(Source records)

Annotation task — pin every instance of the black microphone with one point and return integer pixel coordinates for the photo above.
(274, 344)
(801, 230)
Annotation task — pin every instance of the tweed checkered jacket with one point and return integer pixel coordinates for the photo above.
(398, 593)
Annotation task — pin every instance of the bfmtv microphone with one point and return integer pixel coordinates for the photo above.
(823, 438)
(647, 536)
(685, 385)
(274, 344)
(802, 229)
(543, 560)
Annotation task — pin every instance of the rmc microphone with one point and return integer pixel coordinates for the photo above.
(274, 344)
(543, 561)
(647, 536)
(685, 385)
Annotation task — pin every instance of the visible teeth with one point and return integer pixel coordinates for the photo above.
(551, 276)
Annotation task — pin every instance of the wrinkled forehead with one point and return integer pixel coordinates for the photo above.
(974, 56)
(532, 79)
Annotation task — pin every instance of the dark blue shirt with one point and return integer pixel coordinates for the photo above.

#### [DESCRIPTION OF THE TASK]
Rewrite the data starting at the line that contains "Annotation task — pin every instance of the wrinkled" and ending at the last line of the data, with "dark blue" replaced by "navy blue" and nothing else changed.

#### [REPLY]
Annotation task — pin every instance of the wrinkled forehead with one point and return integer pixel coordinates for the photo above.
(974, 56)
(532, 79)
Annotation task — pin every instance of the navy blue shirt with one point and return integer pixel coordinates for the photo above.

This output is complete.